#### 任务
请将记录中从包含“indicate the damaged”的一行起、至包含“Target: damaged window pane”的一行止（首尾两行均包括在内）的各行整理为 JSON 字符串列表，每行对应一个字符串，空行不计入。

━━━━━━━━━━

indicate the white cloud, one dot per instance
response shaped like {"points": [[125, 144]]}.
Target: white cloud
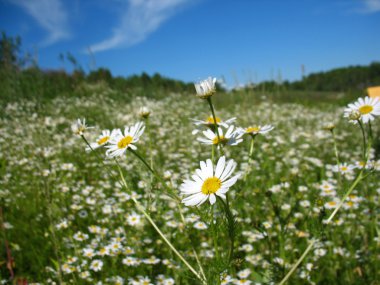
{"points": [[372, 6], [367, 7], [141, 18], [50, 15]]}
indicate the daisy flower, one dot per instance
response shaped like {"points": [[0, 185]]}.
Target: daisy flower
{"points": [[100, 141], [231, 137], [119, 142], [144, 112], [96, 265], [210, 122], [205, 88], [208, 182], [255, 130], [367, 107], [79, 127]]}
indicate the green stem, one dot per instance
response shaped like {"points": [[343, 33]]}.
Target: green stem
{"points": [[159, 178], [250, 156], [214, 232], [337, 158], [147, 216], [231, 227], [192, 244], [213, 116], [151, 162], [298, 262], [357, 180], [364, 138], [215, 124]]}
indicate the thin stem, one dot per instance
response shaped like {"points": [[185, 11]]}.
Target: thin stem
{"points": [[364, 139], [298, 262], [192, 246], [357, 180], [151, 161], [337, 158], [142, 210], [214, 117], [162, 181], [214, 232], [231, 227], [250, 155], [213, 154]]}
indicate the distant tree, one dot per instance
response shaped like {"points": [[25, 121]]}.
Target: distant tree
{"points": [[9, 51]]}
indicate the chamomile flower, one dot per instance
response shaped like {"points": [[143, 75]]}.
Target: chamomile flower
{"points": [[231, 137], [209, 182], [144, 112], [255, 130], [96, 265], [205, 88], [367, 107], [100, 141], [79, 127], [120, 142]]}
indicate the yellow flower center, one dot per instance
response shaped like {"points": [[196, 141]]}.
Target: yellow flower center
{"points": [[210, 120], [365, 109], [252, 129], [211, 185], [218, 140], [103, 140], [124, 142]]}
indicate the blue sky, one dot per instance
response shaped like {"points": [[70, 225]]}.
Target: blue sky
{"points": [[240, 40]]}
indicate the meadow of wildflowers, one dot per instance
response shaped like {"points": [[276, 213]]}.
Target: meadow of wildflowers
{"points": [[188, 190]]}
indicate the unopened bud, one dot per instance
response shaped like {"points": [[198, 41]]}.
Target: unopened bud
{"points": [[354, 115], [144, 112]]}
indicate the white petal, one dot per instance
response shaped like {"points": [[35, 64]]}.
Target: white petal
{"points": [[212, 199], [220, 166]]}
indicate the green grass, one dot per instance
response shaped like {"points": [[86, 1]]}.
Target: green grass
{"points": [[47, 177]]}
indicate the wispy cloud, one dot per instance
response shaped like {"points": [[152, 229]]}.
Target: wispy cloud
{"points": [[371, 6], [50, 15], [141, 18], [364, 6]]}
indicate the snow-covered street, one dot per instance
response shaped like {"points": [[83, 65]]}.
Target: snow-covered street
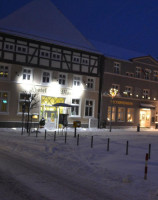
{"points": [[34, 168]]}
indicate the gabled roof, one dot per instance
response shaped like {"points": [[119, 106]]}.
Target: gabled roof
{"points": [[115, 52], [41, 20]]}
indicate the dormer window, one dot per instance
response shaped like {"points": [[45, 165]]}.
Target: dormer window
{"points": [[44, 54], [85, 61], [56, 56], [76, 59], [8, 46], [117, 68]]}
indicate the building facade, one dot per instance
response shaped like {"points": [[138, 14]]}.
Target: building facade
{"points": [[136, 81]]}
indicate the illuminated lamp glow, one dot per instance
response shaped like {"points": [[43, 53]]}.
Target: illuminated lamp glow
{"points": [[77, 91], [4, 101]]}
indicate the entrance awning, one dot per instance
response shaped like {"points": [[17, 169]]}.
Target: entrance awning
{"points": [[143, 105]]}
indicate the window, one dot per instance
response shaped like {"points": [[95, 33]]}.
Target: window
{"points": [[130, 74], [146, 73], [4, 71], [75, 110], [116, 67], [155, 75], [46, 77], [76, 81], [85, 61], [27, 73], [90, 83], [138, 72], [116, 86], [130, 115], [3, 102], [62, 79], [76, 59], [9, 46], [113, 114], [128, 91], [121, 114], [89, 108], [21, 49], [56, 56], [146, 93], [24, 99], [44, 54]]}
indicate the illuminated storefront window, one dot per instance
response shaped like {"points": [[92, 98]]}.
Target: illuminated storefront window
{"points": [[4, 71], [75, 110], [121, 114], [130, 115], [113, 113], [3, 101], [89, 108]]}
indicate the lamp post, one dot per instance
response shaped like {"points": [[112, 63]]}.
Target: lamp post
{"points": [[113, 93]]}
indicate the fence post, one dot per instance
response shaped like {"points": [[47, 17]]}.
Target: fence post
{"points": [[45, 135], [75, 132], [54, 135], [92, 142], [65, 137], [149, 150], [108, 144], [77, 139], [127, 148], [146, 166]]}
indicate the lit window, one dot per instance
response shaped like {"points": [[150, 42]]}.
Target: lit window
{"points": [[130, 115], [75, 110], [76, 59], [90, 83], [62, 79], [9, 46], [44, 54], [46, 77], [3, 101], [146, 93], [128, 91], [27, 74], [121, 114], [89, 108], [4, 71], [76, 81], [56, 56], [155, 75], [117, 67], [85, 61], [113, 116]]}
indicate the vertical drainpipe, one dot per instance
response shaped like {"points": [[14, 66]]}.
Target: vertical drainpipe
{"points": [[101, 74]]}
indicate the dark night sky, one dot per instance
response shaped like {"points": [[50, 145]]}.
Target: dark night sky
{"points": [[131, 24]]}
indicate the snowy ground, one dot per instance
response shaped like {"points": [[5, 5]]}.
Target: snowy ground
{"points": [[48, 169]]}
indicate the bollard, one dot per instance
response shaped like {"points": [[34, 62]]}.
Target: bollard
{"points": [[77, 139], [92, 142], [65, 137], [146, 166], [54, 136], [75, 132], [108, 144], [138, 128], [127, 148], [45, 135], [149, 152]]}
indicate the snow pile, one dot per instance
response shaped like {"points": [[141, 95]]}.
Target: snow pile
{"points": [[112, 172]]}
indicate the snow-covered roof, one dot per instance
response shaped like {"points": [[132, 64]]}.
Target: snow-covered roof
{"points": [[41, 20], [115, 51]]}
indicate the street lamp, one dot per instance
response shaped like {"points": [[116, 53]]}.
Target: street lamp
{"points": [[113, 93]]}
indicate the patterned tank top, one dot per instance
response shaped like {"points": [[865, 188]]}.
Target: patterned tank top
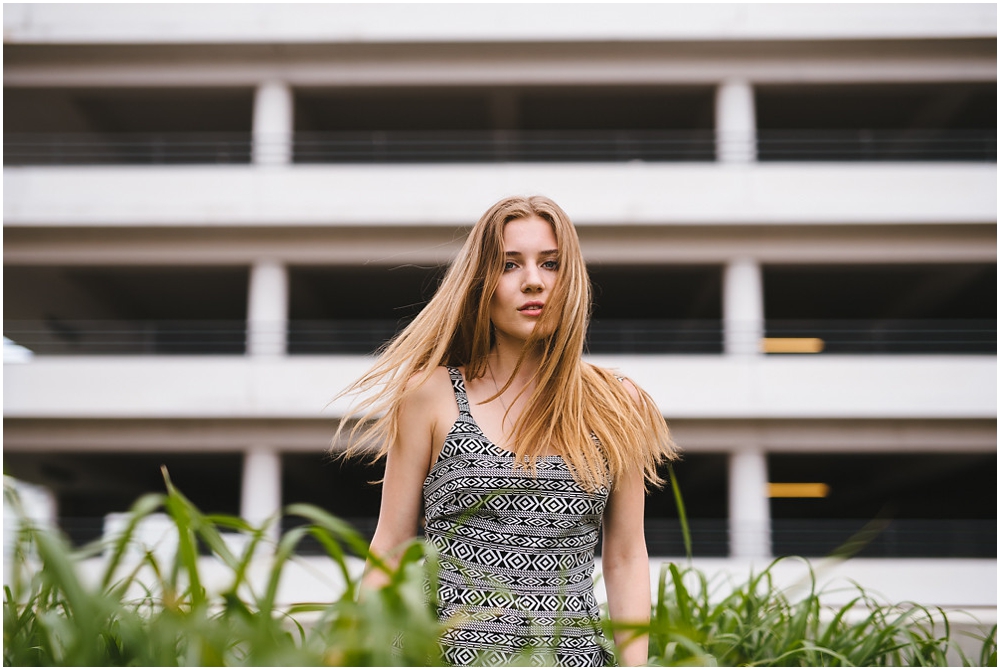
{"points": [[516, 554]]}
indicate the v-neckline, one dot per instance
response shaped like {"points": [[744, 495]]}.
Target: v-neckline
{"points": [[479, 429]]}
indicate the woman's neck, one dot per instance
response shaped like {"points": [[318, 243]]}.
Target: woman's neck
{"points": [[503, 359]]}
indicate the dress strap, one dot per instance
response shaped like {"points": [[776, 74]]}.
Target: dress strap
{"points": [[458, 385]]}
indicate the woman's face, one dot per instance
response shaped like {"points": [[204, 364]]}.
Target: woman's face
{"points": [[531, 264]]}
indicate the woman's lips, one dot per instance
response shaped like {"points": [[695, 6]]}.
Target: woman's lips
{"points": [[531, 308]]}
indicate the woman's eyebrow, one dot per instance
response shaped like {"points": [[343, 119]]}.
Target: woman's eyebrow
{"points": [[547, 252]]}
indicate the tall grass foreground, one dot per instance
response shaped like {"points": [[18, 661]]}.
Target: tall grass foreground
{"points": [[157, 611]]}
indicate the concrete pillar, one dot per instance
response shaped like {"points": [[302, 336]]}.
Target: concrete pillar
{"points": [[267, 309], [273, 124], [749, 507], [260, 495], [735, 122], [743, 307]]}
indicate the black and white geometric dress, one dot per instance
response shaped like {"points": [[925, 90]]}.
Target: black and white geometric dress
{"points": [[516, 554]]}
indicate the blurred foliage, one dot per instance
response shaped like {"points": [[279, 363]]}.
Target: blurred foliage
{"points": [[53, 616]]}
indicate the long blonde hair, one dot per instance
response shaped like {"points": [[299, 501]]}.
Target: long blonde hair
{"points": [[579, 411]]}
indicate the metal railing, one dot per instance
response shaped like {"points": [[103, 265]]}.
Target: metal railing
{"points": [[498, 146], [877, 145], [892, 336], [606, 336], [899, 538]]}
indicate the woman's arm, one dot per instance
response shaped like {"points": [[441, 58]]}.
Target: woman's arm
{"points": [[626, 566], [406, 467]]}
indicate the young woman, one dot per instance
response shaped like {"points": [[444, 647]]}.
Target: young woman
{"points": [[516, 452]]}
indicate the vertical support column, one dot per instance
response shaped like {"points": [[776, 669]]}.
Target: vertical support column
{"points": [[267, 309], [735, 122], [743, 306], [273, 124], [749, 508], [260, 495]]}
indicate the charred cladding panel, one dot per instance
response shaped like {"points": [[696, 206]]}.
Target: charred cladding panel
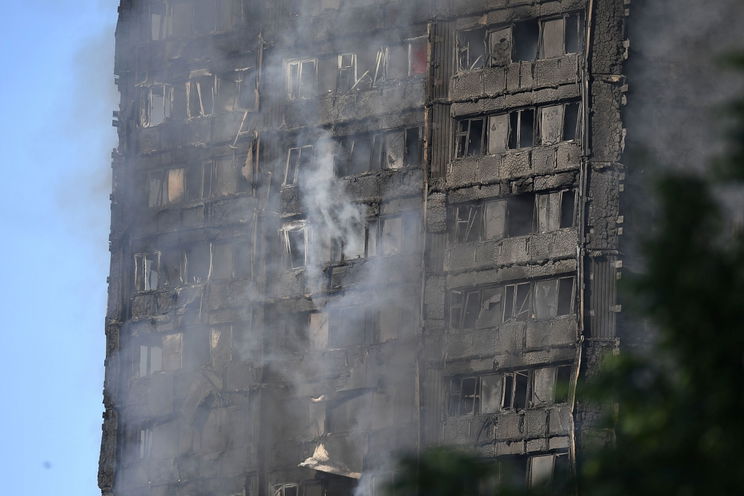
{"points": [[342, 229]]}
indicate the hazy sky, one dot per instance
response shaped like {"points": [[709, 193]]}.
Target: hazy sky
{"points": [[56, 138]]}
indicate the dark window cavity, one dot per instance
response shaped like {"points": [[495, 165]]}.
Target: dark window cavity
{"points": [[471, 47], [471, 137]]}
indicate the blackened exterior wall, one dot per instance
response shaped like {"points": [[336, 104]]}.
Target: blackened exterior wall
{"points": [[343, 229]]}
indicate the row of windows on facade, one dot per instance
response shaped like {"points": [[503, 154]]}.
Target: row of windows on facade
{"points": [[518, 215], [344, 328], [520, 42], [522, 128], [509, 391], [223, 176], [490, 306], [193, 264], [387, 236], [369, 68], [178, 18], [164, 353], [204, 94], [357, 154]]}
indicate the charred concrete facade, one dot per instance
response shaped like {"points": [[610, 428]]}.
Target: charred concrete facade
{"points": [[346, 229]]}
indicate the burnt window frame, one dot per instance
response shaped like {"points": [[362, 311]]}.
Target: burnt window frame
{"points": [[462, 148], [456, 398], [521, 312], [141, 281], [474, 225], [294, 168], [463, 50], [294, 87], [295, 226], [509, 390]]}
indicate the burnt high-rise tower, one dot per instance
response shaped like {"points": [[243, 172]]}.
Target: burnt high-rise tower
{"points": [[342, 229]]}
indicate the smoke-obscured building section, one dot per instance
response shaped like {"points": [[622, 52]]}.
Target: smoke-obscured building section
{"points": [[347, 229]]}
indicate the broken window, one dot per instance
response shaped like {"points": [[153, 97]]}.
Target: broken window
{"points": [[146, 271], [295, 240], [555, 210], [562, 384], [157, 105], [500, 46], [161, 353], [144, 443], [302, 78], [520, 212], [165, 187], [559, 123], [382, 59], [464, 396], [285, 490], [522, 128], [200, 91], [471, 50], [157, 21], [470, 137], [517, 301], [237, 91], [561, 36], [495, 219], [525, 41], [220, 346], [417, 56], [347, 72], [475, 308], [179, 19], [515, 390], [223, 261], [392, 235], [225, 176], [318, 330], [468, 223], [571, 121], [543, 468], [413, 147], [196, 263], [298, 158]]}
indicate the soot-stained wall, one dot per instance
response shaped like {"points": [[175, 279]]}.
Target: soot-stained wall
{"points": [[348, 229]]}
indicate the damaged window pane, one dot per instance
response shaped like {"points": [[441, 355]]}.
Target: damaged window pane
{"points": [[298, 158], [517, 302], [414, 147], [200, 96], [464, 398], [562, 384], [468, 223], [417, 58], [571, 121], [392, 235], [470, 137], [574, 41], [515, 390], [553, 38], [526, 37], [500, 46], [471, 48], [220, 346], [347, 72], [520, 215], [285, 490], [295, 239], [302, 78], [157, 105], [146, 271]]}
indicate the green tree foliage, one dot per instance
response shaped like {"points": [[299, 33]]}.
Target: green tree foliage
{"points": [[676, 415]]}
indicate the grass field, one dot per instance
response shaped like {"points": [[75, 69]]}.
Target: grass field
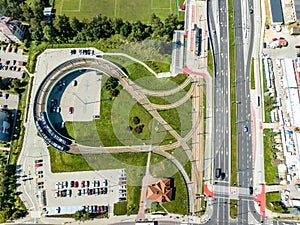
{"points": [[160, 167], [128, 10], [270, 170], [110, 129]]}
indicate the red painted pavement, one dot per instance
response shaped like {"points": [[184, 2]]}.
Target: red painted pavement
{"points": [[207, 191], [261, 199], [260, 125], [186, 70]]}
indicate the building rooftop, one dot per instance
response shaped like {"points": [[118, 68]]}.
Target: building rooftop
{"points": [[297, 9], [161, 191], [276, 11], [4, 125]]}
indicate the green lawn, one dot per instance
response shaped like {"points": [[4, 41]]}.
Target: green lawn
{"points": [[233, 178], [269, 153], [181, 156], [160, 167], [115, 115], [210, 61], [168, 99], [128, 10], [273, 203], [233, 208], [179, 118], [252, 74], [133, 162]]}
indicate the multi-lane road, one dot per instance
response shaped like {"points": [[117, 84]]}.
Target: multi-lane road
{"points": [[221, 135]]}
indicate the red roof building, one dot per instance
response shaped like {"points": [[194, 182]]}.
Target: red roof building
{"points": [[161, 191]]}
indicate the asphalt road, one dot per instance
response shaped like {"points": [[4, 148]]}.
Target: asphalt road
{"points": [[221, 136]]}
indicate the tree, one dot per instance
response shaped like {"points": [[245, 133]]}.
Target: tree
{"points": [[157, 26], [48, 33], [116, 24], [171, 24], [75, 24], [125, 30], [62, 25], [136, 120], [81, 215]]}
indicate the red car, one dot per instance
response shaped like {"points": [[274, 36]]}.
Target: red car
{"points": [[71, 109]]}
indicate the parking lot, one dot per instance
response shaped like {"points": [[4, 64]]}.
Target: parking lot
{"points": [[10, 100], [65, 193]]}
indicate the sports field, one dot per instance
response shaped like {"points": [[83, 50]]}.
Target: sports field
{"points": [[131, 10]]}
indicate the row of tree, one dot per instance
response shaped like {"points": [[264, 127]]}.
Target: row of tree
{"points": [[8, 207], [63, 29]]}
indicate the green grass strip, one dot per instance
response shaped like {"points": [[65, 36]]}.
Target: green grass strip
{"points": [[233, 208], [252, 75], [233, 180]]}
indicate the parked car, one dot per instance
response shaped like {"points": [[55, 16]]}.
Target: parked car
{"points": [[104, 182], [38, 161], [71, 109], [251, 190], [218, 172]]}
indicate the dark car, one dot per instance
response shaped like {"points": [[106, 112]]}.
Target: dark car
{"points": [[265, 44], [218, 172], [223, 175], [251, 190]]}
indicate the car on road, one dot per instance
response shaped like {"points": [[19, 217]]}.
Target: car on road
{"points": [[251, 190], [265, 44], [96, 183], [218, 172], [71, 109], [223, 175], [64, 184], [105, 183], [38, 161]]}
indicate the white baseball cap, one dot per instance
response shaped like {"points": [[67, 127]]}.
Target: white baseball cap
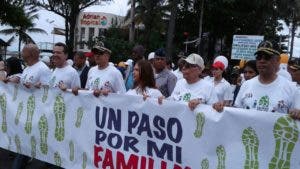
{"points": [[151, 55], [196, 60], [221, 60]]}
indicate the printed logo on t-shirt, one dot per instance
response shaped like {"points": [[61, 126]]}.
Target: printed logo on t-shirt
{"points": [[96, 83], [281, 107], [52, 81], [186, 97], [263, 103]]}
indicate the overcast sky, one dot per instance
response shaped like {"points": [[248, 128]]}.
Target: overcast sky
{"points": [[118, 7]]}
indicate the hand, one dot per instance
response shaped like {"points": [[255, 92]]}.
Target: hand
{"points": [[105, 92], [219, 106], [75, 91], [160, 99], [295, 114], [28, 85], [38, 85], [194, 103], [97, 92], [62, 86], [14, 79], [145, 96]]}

━━━━━━━━━━

#### 完成结果
[
  "indicate the damaged window pane, one dot per instance",
  "response shaped like {\"points\": [[441, 355]]}.",
  "Target: damaged window pane"
]